» Directions
Each line of the records that holds "with" should be shown in full.

Data Start Marker

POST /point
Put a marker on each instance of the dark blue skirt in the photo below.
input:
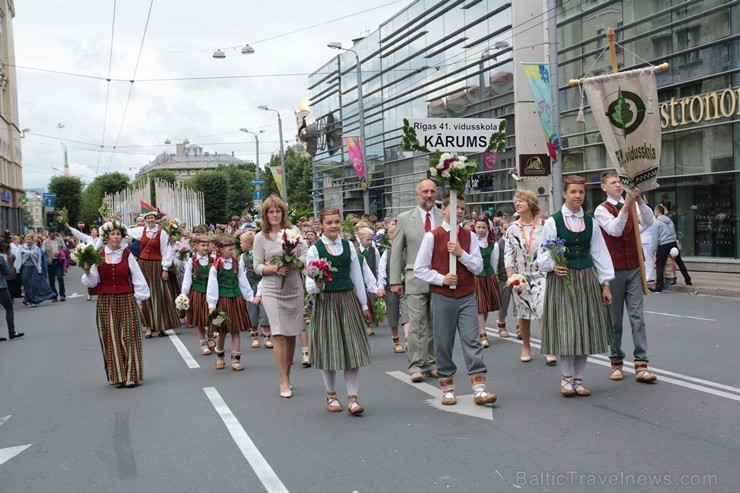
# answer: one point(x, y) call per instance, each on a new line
point(35, 288)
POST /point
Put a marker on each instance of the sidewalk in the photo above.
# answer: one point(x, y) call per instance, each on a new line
point(708, 283)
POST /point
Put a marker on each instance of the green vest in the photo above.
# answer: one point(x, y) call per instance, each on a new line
point(486, 254)
point(228, 283)
point(200, 277)
point(340, 280)
point(578, 244)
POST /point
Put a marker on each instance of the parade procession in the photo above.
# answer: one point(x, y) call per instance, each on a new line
point(456, 272)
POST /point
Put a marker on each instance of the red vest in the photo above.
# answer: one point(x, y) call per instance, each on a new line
point(623, 249)
point(441, 263)
point(150, 248)
point(115, 278)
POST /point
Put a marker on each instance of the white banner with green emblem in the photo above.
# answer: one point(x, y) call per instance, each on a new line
point(625, 107)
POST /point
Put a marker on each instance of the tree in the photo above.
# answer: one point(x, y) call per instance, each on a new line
point(92, 197)
point(69, 195)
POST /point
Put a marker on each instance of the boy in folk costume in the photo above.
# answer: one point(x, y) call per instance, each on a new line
point(454, 309)
point(615, 218)
point(256, 309)
point(227, 285)
point(194, 284)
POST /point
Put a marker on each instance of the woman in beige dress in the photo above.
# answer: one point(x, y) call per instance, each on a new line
point(283, 301)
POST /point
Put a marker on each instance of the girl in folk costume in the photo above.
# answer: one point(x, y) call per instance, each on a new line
point(194, 284)
point(522, 241)
point(227, 291)
point(576, 321)
point(487, 294)
point(338, 339)
point(121, 287)
point(155, 259)
point(91, 239)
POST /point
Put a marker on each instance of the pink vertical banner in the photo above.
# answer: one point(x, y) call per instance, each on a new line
point(490, 159)
point(355, 157)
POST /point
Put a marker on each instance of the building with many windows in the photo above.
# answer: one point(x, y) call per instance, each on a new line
point(11, 170)
point(460, 58)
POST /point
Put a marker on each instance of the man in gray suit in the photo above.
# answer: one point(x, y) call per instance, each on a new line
point(410, 229)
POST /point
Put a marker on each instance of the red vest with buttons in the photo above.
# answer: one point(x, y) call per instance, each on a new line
point(623, 249)
point(150, 247)
point(441, 263)
point(115, 278)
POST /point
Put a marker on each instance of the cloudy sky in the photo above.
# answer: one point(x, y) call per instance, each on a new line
point(63, 58)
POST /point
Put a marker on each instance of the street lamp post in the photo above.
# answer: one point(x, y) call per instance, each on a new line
point(257, 142)
point(361, 116)
point(282, 152)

Data End Marker

» Response to this exercise
Put a marker on each instance of the white banner with green emblem in the photo above.
Put a marker on each instance of the building with many windows in the photo above.
Put a marker on each instance of the red vest with buttons in the photo above.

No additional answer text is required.